Data:
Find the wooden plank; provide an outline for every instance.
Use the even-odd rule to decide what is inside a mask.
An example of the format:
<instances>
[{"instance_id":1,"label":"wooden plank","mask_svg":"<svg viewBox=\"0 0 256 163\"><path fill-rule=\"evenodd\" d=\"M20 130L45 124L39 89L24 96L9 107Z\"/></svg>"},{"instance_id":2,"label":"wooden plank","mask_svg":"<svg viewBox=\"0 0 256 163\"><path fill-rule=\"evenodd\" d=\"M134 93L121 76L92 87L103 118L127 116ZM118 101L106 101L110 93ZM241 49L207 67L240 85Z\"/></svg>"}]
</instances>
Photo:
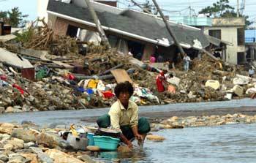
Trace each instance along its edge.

Exercise directions:
Extract every line of the material above verbatim, omitting the picture.

Final result:
Find the wooden plank; provide an outline for every instance.
Use the even-odd rule to decide what is inside a mask.
An example of the format:
<instances>
[{"instance_id":1,"label":"wooden plank","mask_svg":"<svg viewBox=\"0 0 256 163\"><path fill-rule=\"evenodd\" d=\"M20 130L45 124L39 89L24 96L9 107Z\"/></svg>"},{"instance_id":2,"label":"wooden plank","mask_svg":"<svg viewBox=\"0 0 256 163\"><path fill-rule=\"evenodd\" d=\"M134 93L121 76L92 87L103 118L127 116ZM118 101L106 101L110 93ZM241 49L207 67L240 85Z\"/></svg>"}]
</instances>
Photo:
Trace each instance along its edge.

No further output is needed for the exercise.